# [Directions for this task]
Substitute "occurrence" for "instance" throughout the part that opens with the line containing "Can you find the nose" and closes with the last line. Give only those lines back, with nothing else changed.

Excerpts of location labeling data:
------------------------------

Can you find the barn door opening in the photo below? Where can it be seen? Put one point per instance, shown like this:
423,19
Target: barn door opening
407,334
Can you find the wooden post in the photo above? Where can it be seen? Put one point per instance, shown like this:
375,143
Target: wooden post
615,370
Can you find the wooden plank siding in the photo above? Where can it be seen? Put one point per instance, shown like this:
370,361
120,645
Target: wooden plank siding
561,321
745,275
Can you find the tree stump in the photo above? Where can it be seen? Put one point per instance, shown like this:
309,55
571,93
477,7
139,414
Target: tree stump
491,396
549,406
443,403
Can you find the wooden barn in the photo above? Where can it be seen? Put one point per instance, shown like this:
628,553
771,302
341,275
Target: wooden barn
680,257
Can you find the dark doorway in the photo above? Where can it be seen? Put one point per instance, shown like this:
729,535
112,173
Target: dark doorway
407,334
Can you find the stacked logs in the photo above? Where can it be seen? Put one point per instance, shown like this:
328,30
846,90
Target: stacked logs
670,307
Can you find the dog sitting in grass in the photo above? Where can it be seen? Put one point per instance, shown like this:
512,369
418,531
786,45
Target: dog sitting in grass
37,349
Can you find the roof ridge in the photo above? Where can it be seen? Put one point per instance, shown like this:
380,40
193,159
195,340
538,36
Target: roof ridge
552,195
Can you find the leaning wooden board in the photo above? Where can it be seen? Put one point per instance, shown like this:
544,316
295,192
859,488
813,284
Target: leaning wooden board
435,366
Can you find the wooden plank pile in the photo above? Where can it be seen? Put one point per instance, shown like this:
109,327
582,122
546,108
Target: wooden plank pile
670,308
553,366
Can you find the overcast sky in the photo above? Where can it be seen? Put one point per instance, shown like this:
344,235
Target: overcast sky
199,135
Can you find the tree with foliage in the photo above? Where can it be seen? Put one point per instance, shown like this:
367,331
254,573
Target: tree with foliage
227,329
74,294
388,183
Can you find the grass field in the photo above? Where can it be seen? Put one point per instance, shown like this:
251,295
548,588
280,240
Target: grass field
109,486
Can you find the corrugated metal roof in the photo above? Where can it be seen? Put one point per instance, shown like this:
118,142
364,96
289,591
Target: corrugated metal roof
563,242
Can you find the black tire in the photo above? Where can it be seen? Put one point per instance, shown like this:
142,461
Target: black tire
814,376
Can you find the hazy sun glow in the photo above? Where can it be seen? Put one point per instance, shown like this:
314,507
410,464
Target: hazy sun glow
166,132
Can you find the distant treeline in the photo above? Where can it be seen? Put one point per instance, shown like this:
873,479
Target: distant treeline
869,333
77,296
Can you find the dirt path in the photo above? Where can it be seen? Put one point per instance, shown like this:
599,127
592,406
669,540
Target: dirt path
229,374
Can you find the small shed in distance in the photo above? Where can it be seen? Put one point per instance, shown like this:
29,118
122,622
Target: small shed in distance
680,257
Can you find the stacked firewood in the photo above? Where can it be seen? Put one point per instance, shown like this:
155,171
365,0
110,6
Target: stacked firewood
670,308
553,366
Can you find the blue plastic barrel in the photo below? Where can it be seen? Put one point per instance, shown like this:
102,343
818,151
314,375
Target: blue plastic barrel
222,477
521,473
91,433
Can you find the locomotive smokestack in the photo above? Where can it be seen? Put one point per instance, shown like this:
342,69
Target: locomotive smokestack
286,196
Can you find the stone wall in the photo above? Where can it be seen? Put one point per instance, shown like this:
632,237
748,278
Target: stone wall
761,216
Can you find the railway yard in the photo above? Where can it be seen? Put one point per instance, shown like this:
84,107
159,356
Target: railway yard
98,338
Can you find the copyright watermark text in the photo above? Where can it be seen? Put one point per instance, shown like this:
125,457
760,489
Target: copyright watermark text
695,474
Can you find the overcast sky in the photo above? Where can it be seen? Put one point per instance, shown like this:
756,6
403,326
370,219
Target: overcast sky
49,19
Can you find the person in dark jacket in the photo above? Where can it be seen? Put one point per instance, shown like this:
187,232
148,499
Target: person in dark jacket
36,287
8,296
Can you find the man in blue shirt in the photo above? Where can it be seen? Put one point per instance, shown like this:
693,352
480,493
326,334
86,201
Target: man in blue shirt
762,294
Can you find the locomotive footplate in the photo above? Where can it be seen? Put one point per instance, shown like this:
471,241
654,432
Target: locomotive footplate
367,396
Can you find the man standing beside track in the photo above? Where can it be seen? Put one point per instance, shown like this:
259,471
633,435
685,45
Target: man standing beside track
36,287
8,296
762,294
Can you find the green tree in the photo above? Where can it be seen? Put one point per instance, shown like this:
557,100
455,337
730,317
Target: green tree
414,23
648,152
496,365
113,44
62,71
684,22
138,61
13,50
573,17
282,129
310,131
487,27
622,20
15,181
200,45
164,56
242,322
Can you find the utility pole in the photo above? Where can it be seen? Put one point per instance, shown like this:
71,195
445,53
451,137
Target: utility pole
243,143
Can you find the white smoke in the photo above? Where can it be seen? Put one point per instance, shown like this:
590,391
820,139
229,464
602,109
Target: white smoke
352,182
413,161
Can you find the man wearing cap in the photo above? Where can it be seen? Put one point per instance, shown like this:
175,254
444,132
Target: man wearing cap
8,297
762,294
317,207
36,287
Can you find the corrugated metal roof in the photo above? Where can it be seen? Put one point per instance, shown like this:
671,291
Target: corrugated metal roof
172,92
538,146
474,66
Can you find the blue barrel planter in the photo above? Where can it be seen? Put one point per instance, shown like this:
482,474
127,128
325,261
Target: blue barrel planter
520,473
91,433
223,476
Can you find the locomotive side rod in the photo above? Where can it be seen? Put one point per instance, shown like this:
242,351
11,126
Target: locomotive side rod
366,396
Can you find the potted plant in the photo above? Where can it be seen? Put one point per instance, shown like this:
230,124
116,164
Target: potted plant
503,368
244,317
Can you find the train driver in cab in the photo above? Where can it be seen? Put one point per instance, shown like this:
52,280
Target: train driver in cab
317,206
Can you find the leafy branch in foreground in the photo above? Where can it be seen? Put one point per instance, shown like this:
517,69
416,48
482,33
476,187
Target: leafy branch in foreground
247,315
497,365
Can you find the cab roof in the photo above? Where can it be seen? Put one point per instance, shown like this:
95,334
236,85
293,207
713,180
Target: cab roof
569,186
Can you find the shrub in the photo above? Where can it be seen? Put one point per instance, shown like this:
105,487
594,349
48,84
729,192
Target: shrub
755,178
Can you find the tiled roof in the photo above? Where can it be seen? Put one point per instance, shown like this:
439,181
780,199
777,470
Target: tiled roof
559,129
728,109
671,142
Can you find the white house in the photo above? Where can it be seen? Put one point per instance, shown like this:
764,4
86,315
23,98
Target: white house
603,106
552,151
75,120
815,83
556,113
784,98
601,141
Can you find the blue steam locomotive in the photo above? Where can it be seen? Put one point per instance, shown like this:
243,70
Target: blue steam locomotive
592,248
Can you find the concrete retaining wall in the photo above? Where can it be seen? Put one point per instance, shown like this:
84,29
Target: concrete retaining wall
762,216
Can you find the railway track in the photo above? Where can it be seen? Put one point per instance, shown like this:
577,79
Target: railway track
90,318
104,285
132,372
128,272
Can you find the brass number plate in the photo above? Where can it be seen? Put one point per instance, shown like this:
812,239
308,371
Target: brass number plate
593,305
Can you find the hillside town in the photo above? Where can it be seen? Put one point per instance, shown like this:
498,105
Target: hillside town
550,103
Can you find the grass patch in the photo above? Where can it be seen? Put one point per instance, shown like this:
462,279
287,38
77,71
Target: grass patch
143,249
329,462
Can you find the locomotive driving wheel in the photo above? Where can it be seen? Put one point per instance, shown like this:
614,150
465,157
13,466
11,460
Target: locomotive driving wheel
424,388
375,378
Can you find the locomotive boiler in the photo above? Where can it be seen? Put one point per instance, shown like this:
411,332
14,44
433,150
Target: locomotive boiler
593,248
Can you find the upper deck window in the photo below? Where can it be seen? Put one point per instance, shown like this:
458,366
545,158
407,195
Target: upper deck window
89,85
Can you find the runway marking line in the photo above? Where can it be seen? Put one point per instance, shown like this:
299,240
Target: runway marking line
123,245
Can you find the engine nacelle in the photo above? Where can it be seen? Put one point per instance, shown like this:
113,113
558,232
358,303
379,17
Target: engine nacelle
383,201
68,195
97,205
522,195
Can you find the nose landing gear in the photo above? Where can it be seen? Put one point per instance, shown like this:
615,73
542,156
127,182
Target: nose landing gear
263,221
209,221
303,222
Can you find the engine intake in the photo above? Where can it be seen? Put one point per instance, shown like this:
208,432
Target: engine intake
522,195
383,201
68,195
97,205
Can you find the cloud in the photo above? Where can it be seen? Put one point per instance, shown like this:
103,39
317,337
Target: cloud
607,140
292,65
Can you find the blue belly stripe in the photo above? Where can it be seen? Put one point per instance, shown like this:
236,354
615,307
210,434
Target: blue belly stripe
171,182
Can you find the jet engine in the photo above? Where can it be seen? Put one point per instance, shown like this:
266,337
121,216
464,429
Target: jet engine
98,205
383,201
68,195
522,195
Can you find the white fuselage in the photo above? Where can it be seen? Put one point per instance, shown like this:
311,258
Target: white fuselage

------------------------------

# [Expected answer]
Can you find the nose landing gear in the photo above? Where can it be seen? Put one point per occurrence, shown like this:
615,73
542,156
127,182
Target: nose landing gear
263,221
209,221
303,222
Can you find the engine intake in the photo above? Where can it be seen? Put one point per occurrence, shown like this:
208,432
Target: engine intake
522,195
383,201
68,195
97,205
Can you find the cloud in the photo above? Where can it be seen? Put one point per occurrence, shown like this:
103,39
317,337
Target: cloud
607,140
292,65
Can you find the blue belly stripe in the photo above? Where can it be seen? Put one point per occurrence, shown like this:
236,354
615,307
210,434
Target: blue belly stripe
171,182
Can you find the jet engine in the photo above? Where can it be seen? Put one point per occurrence, shown like this:
266,337
121,216
464,429
Target: jet engine
98,205
383,201
68,195
522,195
Can you find the white fuselage in the photo above? Where can it be seen? Put one point per occurrence, shown like this:
311,258
Target: white fuselage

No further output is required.